*Set exercise*
Repeat all entries exactly.

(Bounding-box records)
________________________
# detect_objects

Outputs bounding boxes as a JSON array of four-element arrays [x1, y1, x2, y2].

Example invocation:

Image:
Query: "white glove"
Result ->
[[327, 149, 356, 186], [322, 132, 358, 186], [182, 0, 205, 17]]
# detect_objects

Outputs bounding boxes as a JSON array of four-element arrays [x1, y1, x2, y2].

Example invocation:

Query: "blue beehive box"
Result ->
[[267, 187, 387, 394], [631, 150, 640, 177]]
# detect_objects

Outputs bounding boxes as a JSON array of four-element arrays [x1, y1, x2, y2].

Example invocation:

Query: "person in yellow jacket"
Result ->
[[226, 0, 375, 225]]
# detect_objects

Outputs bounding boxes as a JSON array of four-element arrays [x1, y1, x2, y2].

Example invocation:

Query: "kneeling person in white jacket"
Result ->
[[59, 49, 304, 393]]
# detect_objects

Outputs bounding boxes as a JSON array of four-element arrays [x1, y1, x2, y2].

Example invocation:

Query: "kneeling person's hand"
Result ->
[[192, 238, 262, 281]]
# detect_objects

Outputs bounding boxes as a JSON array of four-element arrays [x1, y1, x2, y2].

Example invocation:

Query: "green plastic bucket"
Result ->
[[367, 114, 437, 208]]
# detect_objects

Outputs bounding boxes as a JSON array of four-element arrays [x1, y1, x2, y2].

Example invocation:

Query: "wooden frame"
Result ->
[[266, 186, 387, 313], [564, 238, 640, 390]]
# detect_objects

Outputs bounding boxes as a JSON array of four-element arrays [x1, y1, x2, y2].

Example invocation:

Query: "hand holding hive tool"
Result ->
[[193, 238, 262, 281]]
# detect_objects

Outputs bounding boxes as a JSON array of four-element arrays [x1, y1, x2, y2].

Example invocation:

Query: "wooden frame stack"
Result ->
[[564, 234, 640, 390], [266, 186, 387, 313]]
________________________
*Finished exercise*
# detect_objects

Outputs bounding boxes as a JSON array of four-element arrays [x1, y1, x2, y2].

Example invocation:

Image:
Query: "white glove"
Result ->
[[327, 149, 356, 186], [322, 132, 358, 186], [182, 0, 205, 17]]
# detect_objects

Outputs bounding boxes as a JSON array of four-element arrays [x1, y1, x2, y2].

Example invocation:

Query: "blue beehive box"
Result ->
[[267, 187, 387, 394], [631, 150, 640, 177]]
# detect_objects

Outputs bounding boxes as a JSON array of four-element arrays [x1, y1, x2, y2].

Example invocation:

Query: "person in yellow jacket"
Result ->
[[226, 0, 375, 225]]
# detect_objects

Outputs bounding boxes as a JSON array of four-element arrays [x1, y1, x2, y2].

Example invocation:

Query: "kneeling person in white jacket"
Result ->
[[59, 49, 304, 393]]
# detect_objects

Outputs bounding boxes as a JSON array of four-element arrays [x1, y1, x2, y2].

Example invocation:

Query: "kneeling person's hand"
Result ->
[[192, 238, 262, 281]]
# detect_objects

Outputs bounding boxes as a JSON array of four-element arrays [x1, y1, x2, y2].

Example invocation:

Query: "green plastic bucket"
Result ->
[[367, 114, 437, 208]]
# detect_objects

Outputs bounding boxes as a JSON array of four-element arrays [x1, y1, x2, y2].

Example invocation:

Query: "wooden frame"
Result ->
[[266, 186, 387, 313], [564, 238, 640, 390]]
# detect_objects

Outputs bounding boxes as a JSON array of four-element arrays [x1, y1, x2, y2].

Example invocation:

Query: "hand holding hive tool"
Result ->
[[193, 238, 262, 281]]
# detect_objects

Outputs bounding boxes as a JSON array of four-element arrays [x1, y1, x2, y2].

Example invocation:

Query: "wooden frame stack"
Result ->
[[564, 234, 640, 390], [266, 186, 387, 313]]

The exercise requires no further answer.